* BEGIN Dataset entries *
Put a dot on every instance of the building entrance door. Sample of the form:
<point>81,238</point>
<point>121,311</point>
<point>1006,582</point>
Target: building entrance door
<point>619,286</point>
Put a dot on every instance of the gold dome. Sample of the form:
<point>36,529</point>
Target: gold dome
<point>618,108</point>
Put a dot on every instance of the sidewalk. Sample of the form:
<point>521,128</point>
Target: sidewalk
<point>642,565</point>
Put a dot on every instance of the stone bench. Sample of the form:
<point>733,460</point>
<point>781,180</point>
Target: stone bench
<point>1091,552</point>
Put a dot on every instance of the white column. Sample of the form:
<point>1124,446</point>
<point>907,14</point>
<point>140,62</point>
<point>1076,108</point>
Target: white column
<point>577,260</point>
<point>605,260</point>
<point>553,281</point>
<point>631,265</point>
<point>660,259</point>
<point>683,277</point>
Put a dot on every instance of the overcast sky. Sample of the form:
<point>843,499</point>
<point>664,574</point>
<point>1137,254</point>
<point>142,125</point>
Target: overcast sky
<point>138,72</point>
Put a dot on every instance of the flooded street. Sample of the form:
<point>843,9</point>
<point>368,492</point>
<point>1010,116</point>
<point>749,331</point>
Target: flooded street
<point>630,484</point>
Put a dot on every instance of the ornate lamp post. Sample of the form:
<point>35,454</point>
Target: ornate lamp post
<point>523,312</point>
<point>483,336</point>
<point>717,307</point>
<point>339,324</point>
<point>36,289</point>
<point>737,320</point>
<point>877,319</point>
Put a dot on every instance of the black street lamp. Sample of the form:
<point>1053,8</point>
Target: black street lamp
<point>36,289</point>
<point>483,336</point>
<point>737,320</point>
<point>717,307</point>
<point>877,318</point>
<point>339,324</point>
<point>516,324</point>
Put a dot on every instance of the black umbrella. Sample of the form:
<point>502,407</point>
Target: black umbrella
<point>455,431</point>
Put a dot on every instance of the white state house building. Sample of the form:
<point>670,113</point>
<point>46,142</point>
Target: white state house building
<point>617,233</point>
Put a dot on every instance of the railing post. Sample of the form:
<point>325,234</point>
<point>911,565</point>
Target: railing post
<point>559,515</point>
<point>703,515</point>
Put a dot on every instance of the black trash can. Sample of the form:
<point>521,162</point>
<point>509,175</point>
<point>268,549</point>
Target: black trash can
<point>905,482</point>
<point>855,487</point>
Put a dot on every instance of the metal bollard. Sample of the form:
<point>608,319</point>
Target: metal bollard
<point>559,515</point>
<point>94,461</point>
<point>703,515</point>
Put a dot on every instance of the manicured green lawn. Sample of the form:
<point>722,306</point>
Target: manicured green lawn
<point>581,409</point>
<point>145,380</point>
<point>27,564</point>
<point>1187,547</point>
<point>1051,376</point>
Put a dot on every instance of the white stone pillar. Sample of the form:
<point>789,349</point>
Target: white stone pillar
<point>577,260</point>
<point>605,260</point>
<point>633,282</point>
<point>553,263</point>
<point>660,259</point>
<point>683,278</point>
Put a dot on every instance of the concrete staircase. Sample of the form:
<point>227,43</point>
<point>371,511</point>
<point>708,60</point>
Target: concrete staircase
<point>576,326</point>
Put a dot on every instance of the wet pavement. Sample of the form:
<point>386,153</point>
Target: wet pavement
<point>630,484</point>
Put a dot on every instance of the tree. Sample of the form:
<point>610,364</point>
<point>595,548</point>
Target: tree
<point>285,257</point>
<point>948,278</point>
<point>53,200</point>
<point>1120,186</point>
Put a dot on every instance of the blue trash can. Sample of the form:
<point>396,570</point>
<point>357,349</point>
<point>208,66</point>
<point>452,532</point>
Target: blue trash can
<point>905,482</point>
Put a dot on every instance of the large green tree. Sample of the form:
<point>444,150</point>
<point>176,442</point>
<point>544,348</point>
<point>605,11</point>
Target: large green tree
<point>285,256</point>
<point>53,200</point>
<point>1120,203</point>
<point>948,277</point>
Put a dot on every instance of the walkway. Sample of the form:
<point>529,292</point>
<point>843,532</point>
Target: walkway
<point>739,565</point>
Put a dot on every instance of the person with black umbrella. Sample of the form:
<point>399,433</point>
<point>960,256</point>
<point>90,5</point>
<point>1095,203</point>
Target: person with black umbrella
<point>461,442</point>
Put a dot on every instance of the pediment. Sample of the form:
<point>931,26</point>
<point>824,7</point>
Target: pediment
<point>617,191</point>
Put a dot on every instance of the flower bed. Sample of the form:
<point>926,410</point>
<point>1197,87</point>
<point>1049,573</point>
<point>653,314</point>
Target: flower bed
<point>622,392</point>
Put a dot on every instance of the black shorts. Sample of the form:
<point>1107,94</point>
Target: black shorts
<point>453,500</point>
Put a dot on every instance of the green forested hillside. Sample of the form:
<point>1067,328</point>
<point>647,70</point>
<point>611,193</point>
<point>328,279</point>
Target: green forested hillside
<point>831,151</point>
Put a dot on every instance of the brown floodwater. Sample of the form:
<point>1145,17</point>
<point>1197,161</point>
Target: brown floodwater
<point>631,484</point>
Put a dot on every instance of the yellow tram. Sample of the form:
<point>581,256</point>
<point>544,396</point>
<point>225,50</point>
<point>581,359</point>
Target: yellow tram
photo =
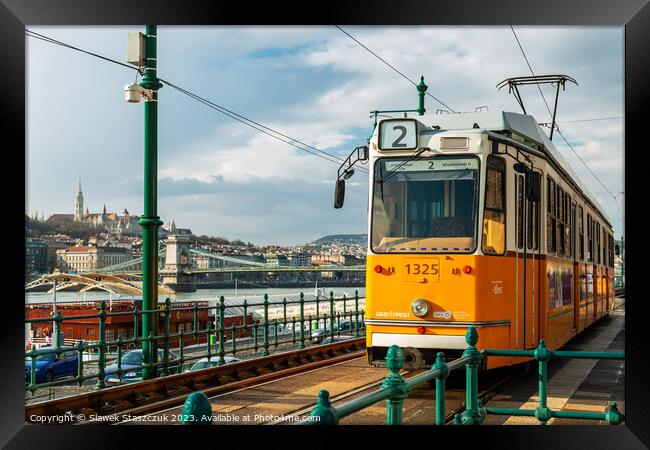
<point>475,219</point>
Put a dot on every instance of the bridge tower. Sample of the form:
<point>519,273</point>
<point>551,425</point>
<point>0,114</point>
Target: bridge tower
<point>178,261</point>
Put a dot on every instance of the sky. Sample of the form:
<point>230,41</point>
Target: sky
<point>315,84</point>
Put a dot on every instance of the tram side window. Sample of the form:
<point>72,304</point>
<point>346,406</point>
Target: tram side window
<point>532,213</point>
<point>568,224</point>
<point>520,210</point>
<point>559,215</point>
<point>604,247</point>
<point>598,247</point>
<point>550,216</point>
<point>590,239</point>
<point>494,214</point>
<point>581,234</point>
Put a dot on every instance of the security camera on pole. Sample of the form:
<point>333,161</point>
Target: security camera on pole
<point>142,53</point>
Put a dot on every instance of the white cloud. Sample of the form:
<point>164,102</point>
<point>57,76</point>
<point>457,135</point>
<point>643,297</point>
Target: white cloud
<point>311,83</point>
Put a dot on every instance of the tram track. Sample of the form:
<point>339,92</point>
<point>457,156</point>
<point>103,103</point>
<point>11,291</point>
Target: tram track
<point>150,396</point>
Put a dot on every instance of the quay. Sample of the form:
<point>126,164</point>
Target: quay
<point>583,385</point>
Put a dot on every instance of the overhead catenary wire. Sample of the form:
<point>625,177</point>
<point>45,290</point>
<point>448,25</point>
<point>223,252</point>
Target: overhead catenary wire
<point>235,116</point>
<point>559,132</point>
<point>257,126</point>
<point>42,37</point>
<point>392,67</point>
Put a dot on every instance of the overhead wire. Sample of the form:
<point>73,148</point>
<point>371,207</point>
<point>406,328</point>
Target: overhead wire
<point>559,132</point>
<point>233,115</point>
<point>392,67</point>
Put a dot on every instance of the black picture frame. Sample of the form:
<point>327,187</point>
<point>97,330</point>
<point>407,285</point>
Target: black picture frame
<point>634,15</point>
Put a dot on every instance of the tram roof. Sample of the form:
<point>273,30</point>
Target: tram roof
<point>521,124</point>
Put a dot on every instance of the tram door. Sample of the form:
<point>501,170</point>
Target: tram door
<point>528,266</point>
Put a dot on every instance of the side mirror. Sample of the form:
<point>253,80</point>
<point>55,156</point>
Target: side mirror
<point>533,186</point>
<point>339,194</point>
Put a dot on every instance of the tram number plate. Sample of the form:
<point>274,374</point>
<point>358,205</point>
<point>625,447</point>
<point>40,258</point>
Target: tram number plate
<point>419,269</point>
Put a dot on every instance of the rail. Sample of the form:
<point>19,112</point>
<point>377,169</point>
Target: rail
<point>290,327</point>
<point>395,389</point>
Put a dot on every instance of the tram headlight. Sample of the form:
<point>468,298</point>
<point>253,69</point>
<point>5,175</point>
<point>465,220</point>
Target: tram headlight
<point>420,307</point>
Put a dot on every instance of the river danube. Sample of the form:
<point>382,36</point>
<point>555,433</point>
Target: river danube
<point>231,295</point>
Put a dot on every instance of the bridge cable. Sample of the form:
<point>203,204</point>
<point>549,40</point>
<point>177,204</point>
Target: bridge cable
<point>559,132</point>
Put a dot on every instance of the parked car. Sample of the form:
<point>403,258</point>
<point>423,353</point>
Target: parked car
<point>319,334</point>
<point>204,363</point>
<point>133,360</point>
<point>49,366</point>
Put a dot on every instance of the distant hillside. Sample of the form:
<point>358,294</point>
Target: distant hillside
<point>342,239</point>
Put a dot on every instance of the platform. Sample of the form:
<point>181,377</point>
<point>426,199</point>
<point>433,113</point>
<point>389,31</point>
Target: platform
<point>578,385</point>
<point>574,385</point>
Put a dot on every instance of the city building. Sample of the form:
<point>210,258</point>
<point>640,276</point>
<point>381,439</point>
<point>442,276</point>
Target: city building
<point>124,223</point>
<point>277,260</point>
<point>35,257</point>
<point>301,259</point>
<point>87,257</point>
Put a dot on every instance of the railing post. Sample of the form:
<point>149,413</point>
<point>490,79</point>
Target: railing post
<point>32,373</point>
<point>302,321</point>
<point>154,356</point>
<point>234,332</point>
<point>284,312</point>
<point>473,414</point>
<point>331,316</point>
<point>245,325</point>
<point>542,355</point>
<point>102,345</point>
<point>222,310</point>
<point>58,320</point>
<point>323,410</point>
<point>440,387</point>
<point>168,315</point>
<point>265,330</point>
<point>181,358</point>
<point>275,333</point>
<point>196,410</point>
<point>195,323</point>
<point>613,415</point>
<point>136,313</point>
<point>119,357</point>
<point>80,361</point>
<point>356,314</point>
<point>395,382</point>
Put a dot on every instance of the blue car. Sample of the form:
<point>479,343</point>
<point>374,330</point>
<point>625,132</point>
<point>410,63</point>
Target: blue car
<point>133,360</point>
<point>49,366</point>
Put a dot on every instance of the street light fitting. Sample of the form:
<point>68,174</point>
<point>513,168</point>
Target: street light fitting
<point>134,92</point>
* END Dataset entries *
* BEGIN Dataset entries *
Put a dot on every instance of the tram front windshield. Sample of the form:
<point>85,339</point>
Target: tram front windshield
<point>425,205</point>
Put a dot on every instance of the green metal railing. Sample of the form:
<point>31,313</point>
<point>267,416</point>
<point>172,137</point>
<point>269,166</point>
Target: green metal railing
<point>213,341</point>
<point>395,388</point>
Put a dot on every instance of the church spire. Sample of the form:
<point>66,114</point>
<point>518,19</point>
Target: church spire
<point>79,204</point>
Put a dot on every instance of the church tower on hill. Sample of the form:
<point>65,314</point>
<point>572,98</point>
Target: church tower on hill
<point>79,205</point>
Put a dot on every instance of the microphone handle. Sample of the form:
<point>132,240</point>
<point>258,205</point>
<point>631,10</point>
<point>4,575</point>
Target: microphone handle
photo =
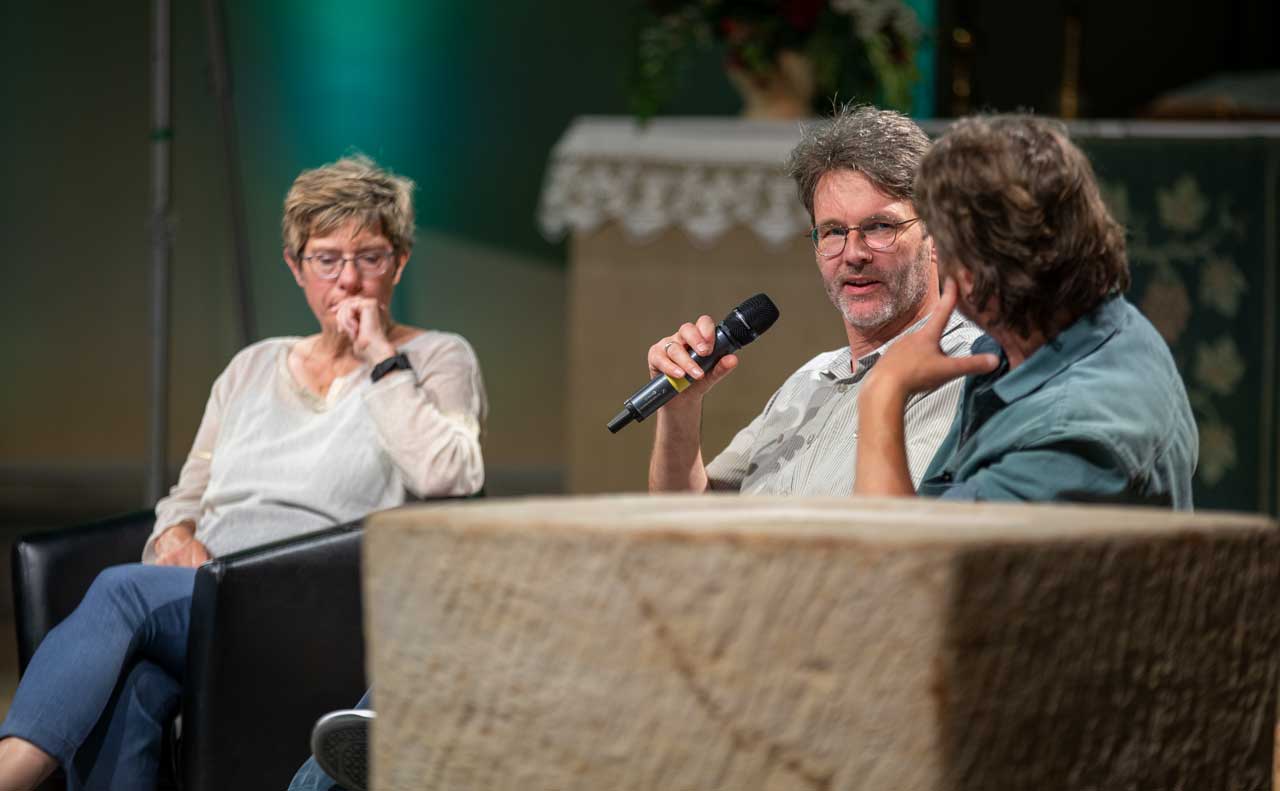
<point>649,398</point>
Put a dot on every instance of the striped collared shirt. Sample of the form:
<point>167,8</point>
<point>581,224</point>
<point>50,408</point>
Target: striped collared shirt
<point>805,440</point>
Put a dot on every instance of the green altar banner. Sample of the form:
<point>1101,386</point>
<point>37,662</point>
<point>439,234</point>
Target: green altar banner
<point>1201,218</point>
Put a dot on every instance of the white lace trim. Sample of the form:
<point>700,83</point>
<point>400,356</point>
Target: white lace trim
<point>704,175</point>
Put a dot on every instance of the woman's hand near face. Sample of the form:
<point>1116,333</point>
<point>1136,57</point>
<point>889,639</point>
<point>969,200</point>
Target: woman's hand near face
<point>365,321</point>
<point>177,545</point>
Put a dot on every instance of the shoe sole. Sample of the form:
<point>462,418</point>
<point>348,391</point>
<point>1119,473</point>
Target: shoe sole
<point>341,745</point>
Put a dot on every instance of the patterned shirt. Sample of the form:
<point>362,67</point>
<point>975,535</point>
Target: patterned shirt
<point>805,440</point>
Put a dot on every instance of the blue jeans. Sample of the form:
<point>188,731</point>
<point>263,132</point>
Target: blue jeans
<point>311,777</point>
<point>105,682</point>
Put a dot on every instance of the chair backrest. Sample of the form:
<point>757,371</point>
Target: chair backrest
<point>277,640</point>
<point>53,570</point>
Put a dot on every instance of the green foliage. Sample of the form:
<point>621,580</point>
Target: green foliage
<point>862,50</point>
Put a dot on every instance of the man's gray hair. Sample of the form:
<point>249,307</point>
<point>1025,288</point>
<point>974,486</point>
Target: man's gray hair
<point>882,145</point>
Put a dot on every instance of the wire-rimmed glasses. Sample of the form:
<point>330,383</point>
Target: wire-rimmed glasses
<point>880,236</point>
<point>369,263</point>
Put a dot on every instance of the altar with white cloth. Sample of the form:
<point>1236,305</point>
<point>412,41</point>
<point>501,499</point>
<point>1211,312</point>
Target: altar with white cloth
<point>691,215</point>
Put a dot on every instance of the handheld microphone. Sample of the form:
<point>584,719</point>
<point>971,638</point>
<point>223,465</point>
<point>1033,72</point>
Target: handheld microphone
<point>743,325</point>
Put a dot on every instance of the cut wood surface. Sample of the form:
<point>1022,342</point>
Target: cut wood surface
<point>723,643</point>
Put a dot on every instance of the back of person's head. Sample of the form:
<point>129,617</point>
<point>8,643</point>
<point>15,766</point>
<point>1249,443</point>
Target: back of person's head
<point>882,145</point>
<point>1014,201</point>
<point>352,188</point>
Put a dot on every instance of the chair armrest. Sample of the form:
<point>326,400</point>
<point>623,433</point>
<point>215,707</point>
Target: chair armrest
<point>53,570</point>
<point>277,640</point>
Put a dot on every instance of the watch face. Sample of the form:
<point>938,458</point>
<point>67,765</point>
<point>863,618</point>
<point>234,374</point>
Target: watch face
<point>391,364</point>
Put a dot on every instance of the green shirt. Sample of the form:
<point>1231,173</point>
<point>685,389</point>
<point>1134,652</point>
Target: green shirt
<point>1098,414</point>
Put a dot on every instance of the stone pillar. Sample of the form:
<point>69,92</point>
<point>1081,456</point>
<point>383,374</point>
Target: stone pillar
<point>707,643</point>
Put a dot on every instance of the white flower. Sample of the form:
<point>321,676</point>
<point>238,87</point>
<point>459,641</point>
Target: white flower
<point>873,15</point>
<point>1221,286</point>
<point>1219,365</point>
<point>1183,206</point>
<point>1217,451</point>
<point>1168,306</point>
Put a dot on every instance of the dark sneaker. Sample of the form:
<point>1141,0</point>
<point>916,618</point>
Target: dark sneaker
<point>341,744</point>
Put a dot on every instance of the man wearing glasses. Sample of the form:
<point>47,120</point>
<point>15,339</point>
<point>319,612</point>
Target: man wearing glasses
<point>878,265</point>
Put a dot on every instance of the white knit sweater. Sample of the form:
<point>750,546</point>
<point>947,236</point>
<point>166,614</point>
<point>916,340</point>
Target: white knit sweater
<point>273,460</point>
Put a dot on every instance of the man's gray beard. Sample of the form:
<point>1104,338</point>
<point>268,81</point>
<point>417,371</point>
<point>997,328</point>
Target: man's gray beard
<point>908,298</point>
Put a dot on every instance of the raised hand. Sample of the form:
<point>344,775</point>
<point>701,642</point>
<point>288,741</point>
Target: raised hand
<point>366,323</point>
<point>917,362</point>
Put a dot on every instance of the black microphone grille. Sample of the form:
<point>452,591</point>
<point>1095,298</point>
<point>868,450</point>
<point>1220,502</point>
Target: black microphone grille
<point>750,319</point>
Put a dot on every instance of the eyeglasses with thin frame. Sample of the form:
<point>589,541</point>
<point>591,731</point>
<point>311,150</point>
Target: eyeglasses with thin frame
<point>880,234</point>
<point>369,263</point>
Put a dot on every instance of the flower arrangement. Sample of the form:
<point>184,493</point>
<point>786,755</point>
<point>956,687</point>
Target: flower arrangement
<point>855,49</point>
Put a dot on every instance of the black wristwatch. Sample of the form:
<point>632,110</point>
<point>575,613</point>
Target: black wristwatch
* END Dataset entries *
- _Given exercise_: Return the lines of the items above exactly as they appear, starting with the line that contains "Put a dot on every instance of the woman's" and going on through the line that contains "<point>177,545</point>".

- _Answer to this exercise_:
Put a dot on every instance of the woman's hand near face. Sample of the form:
<point>1116,333</point>
<point>1136,57</point>
<point>889,639</point>
<point>969,200</point>
Target: woman's hand near face
<point>365,321</point>
<point>177,545</point>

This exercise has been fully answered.